--- begin Material for this exercise ---

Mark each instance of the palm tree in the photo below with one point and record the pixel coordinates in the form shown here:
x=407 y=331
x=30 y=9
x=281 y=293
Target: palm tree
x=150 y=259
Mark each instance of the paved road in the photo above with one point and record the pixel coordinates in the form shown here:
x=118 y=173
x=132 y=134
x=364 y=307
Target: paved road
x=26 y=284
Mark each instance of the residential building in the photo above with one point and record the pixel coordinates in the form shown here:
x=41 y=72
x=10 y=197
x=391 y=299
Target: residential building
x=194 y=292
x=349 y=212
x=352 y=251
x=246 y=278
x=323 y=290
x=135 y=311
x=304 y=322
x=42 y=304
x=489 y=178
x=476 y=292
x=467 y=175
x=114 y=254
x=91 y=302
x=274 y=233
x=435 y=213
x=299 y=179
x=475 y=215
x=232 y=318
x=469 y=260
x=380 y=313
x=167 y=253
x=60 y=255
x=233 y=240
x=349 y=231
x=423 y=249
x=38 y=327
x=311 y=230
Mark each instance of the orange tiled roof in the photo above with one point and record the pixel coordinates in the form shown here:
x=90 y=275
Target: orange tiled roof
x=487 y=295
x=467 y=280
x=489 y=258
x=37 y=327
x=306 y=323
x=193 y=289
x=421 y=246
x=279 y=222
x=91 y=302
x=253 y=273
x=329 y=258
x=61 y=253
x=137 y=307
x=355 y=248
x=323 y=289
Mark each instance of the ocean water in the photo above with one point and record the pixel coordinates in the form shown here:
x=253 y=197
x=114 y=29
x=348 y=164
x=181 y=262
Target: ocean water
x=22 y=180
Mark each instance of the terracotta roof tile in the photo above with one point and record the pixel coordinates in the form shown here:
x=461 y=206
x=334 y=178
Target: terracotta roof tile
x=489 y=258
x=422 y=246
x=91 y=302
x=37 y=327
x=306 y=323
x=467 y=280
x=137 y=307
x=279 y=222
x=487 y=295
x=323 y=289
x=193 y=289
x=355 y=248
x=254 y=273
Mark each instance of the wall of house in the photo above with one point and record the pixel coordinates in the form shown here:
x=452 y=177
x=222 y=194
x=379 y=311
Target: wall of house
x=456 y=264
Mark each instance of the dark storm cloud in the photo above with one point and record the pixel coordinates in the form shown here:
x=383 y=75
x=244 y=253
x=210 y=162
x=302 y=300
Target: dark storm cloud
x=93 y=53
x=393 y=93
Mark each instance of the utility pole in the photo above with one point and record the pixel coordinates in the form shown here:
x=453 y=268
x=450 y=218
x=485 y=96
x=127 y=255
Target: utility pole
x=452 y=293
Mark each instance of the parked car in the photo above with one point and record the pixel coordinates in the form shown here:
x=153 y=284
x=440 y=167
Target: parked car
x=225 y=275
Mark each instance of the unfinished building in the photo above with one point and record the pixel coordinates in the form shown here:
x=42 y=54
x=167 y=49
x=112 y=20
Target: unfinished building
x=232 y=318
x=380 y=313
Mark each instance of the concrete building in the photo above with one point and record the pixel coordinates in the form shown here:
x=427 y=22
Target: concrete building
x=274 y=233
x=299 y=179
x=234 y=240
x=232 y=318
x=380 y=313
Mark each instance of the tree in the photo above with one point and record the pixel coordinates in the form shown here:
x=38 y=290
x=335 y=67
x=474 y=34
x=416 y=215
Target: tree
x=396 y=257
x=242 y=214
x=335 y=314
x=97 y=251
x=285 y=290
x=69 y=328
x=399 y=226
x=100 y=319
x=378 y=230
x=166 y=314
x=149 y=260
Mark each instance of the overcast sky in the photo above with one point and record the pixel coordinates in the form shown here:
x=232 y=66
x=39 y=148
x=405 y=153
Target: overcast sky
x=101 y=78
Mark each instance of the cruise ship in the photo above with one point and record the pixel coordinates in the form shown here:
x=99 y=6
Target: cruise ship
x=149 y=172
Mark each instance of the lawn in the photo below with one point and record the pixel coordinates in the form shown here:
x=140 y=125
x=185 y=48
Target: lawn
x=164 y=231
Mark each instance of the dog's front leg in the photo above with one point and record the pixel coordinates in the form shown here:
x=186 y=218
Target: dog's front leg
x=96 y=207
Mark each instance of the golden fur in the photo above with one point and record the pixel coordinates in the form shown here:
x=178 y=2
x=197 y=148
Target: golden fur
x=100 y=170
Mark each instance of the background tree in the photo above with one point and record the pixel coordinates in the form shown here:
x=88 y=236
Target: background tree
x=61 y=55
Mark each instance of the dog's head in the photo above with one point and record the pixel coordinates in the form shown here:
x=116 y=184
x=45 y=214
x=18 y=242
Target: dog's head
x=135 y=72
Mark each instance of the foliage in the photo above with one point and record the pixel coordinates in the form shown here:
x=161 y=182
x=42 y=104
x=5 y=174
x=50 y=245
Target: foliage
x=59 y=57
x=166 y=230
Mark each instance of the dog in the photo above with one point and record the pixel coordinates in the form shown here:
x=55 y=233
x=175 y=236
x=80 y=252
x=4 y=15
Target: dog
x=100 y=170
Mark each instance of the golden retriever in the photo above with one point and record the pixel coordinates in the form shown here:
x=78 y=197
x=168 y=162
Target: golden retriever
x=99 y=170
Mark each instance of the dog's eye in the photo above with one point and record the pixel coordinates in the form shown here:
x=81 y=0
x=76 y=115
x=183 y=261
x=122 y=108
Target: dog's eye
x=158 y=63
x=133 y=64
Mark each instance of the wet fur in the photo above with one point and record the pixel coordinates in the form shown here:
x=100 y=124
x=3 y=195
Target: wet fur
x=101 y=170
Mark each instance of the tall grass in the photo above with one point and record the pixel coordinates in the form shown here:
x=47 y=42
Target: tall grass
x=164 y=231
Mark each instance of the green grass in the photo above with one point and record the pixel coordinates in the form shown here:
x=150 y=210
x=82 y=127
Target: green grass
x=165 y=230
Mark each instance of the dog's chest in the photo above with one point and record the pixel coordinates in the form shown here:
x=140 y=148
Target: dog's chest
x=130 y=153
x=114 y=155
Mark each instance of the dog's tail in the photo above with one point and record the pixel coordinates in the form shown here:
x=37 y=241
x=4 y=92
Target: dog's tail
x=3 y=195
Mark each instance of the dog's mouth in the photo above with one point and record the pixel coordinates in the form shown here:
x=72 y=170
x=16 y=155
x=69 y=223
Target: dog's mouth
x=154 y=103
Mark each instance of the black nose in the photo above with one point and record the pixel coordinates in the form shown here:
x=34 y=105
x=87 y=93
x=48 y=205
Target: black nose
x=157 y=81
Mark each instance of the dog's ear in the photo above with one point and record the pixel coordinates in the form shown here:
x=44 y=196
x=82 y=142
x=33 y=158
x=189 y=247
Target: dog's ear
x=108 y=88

--- end Material for this exercise ---

• Brief: Print the complete listing again, exactly as it stands.

• Written answer:
Mark each instance of the palm tree in the photo below with one point and record the pixel coordinates in the form shown here:
x=407 y=331
x=30 y=9
x=281 y=293
Target: palm tree
x=150 y=259
Mark each instance of the paved road in the photo above with one point and record the pixel coordinates in the form shown here:
x=118 y=173
x=132 y=134
x=364 y=307
Target: paved road
x=26 y=284
Mark each instance of the residential building in the photo above with one point and record the pixel coordinates in the form shown here:
x=41 y=72
x=10 y=197
x=391 y=299
Target: residential building
x=194 y=292
x=349 y=212
x=352 y=251
x=246 y=278
x=323 y=290
x=135 y=311
x=304 y=322
x=42 y=304
x=489 y=178
x=476 y=292
x=467 y=175
x=114 y=254
x=91 y=302
x=274 y=233
x=435 y=213
x=299 y=179
x=475 y=215
x=232 y=318
x=469 y=260
x=380 y=313
x=167 y=253
x=60 y=255
x=233 y=240
x=349 y=231
x=423 y=249
x=38 y=327
x=311 y=230
Mark each instance of the orange tiled roof in the photo above with one point and record the pixel coordinates in the form shown here:
x=90 y=275
Target: orange tiled roof
x=487 y=295
x=467 y=280
x=489 y=258
x=37 y=327
x=306 y=323
x=193 y=289
x=421 y=246
x=279 y=222
x=91 y=302
x=253 y=273
x=329 y=258
x=61 y=253
x=137 y=307
x=355 y=248
x=323 y=289
Mark each instance of the ocean water in the photo above with one point and record the pixel coordinates in the form shown here:
x=253 y=197
x=114 y=29
x=348 y=164
x=181 y=262
Target: ocean water
x=22 y=180
Mark each instance of the terracotta roof tile in the photo above with one point and record the pixel coordinates in the form shown here:
x=461 y=206
x=334 y=178
Target: terracotta roof tile
x=489 y=258
x=422 y=246
x=91 y=302
x=37 y=327
x=306 y=323
x=467 y=280
x=137 y=307
x=279 y=222
x=487 y=295
x=323 y=289
x=193 y=289
x=355 y=248
x=254 y=273
Mark each instance of the wall of house in the photo above with one point and record the pixel coordinates in the form shown here:
x=452 y=177
x=222 y=194
x=379 y=311
Target: wall of house
x=456 y=264
Mark each instance of the dark storm cloud in the photo above with one point and record the pixel coordinates in the form shown here:
x=383 y=75
x=244 y=253
x=210 y=162
x=302 y=300
Target: dark storm cloud
x=93 y=53
x=393 y=93
Mark each instance of the utility pole in the photo above with one point and record the pixel coordinates in the form shown here:
x=453 y=268
x=450 y=218
x=485 y=96
x=127 y=255
Target: utility pole
x=452 y=293
Mark each instance of the parked car in the photo above with one point and record the pixel coordinates in the form shown here:
x=153 y=284
x=440 y=167
Target: parked car
x=225 y=275
Mark each instance of the unfinished building in the photo above with one point and record the pixel coordinates in the form shown here:
x=42 y=54
x=167 y=49
x=112 y=20
Target: unfinished building
x=232 y=318
x=380 y=313
Mark each instance of the concrete building in the photo above with one point and record the pixel coordinates in the form shown here:
x=427 y=22
Target: concrete building
x=274 y=233
x=299 y=179
x=234 y=240
x=232 y=318
x=380 y=313
Mark each instance of the tree in the photo above with one point and record the pixel coordinates in the form shown here:
x=38 y=290
x=335 y=67
x=474 y=34
x=416 y=215
Target: tree
x=396 y=257
x=242 y=214
x=335 y=314
x=97 y=251
x=285 y=290
x=69 y=328
x=399 y=226
x=100 y=319
x=378 y=230
x=166 y=314
x=149 y=260
Mark each instance of the overcast sky in the photo above with one point and record the pixel coordinates in the form shown here:
x=232 y=66
x=39 y=148
x=405 y=153
Target: overcast sky
x=101 y=78
Mark each instance of the cruise ship in the photo above with one point and record the pixel coordinates in the form shown here:
x=99 y=6
Target: cruise ship
x=149 y=172
Mark each instance of the lawn in the photo below with one point and record the pixel coordinates in the form shown here:
x=140 y=125
x=185 y=48
Target: lawn
x=164 y=231
Mark each instance of the dog's front leg in the photo above with one point and record the pixel coordinates in the form shown here:
x=186 y=218
Target: dog's front leg
x=96 y=207
Mark each instance of the golden fur in the photo above with one point and record the pixel coordinates in the form shown here:
x=178 y=2
x=197 y=148
Target: golden fur
x=100 y=170
Mark each instance of the background tree in the photo above with one point and record the pixel coordinates in the form shown here:
x=88 y=236
Target: background tree
x=61 y=55
Mark each instance of the dog's head in the photo above with one point and record the pixel coordinates in the form shown here:
x=116 y=184
x=45 y=214
x=18 y=242
Target: dog's head
x=135 y=72
Mark each instance of the foliage in the photo above with one point and record the pixel coordinates in the form shown here:
x=161 y=182
x=42 y=104
x=5 y=174
x=50 y=245
Target: foliage
x=59 y=57
x=166 y=230
Mark each instance of the dog in the photo above with one point and record the pixel coordinates in the form shown here:
x=55 y=233
x=175 y=236
x=80 y=252
x=4 y=15
Target: dog
x=100 y=170
Mark each instance of the golden retriever in the photo above with one point and record the pixel coordinates in the form shown here:
x=78 y=197
x=168 y=162
Target: golden retriever
x=99 y=170
Mark each instance of the dog's eye in the photo above with one point and record the pixel coordinates in the form shown here:
x=81 y=0
x=76 y=115
x=183 y=261
x=122 y=108
Target: dog's eye
x=158 y=63
x=133 y=64
Mark each instance of the wet fur in the photo above with one point and record the pixel coordinates in the form shown here:
x=100 y=124
x=3 y=195
Target: wet fur
x=101 y=170
Mark each instance of the tall grass in the photo above with one point and record the pixel coordinates in the form shown here:
x=47 y=42
Target: tall grass
x=164 y=231
Mark each instance of the green grass in the photo above with one point and record the pixel coordinates in the form shown here:
x=150 y=210
x=82 y=127
Target: green grass
x=165 y=230
Mark each instance of the dog's chest in the photo above with one point and record the pixel coordinates in the form shown here:
x=140 y=148
Target: dog's chest
x=130 y=153
x=114 y=155
Mark each instance of the dog's tail in the photo above with one point and record the pixel coordinates in the form shown here:
x=37 y=241
x=4 y=92
Target: dog's tail
x=3 y=195
Mark each instance of the dog's mouth in the photo above with one point and record the pixel coordinates in the form shown here:
x=72 y=170
x=16 y=155
x=69 y=223
Target: dog's mouth
x=154 y=103
Mark each instance of the black nose in the photo above with one point and record the pixel coordinates in the form shown here:
x=34 y=105
x=87 y=93
x=48 y=205
Target: black nose
x=157 y=81
Mark each instance of the dog's ear in the photo above with one point and record the pixel coordinates in the form shown here:
x=44 y=196
x=82 y=142
x=33 y=158
x=189 y=247
Target: dog's ear
x=108 y=88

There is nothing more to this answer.